# Input for this task
────
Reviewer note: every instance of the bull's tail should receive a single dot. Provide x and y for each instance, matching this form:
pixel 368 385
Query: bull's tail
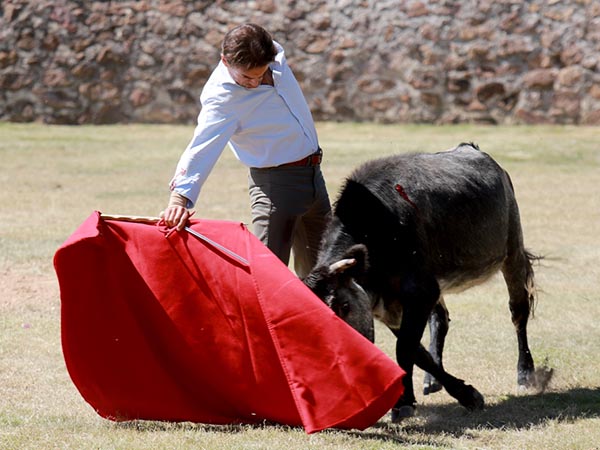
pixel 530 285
────
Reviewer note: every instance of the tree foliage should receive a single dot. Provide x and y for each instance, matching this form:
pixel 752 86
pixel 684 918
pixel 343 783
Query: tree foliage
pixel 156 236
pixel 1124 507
────
# The problem
Read the data above. Pull out each line in which the string "note" appears.

# Exercise result
Reviewer note: every instance of the bull's tail should receive a single dot. Provide x and y for each instance, matching this form:
Reviewer note: every instance of the tree foliage should receive a single dot. Provide x and y for each instance, matching this form:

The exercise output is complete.